#### [RECORDS FOR THE TASK]
-- BEGIN --
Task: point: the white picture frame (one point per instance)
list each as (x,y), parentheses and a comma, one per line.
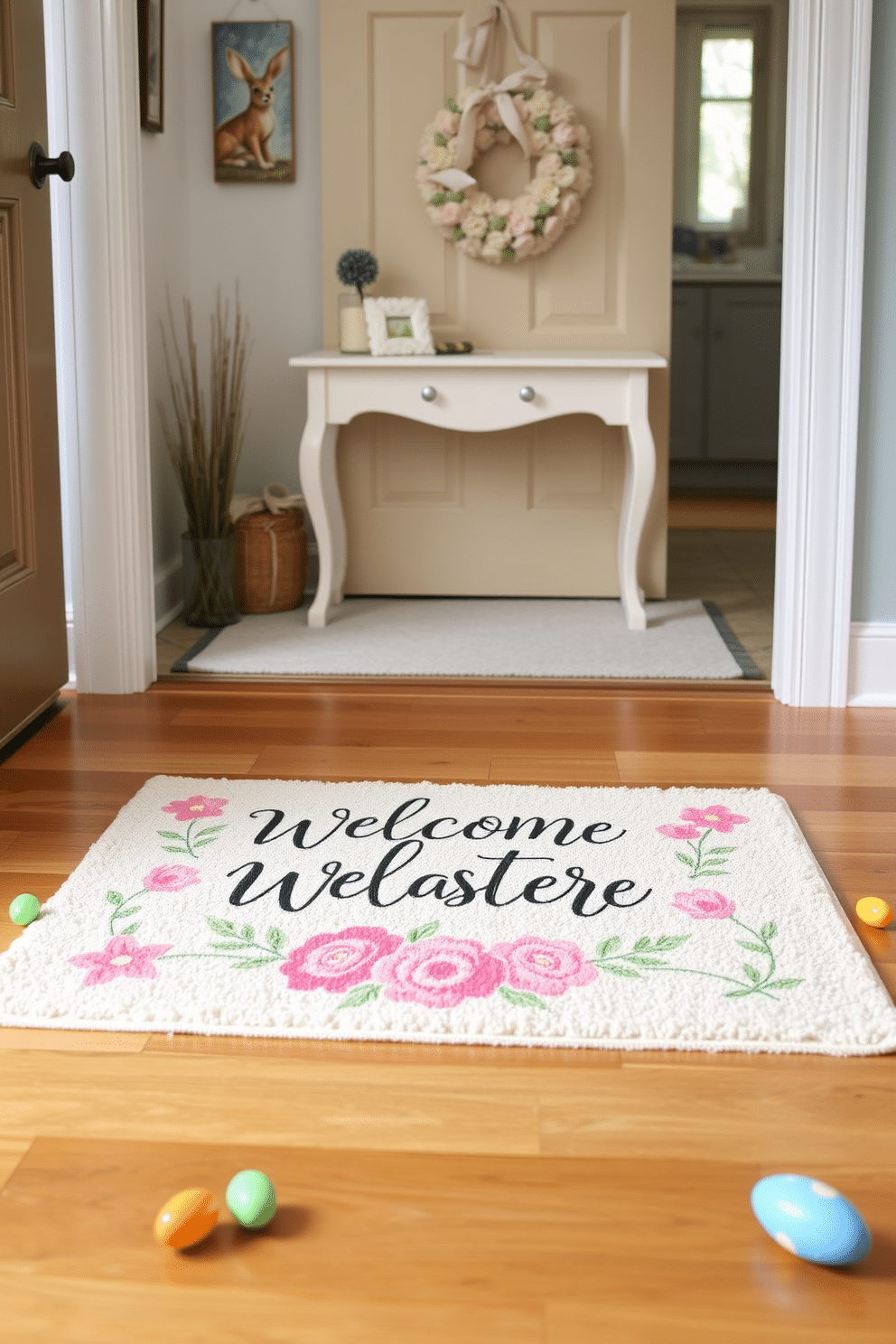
-- END --
-- BEGIN --
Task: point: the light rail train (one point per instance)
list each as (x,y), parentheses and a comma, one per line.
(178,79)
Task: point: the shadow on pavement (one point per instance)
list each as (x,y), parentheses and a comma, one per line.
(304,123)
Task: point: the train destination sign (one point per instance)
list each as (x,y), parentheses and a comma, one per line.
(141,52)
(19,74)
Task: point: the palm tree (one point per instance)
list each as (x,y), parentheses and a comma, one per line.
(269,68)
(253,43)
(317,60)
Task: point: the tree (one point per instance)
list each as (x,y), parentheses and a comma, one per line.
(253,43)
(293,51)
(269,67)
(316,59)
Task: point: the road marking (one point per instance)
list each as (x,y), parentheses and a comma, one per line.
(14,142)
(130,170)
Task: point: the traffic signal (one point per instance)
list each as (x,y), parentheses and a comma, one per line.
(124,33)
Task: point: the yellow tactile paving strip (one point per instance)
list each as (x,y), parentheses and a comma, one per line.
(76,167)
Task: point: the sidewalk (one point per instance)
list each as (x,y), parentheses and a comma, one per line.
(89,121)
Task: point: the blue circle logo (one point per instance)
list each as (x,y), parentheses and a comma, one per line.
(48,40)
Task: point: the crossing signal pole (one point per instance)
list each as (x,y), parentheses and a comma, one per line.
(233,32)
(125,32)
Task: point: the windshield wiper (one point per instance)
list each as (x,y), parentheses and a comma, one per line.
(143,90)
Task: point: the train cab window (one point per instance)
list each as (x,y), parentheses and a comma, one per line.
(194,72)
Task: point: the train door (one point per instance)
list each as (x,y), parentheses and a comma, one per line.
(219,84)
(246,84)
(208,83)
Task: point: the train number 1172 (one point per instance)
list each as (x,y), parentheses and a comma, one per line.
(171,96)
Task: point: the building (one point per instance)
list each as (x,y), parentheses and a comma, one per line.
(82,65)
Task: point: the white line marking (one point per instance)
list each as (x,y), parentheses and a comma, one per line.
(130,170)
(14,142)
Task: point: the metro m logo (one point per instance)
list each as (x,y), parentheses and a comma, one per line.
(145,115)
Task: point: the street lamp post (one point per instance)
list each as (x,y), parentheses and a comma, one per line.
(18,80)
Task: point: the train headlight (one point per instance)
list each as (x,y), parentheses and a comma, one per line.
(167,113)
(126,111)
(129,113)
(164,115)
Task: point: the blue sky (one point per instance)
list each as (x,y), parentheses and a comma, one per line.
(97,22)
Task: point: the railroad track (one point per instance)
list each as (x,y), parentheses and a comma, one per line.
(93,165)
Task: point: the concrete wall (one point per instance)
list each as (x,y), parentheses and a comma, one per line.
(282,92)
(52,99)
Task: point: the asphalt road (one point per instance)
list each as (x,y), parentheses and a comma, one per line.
-- END --
-- BEGIN --
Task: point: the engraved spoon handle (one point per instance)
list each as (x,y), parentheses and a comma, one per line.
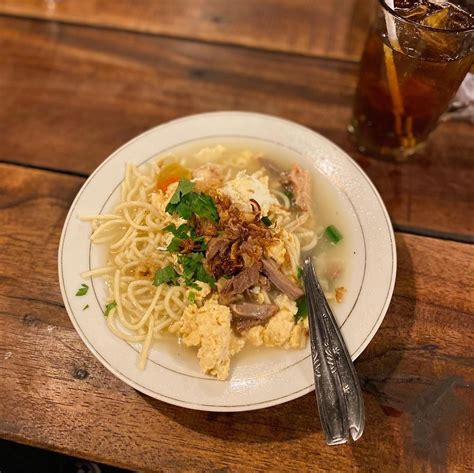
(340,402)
-- END --
Tally the lines of the material above that contain the string "logo", treating uppercase and lowercase as different. Report only the count.

2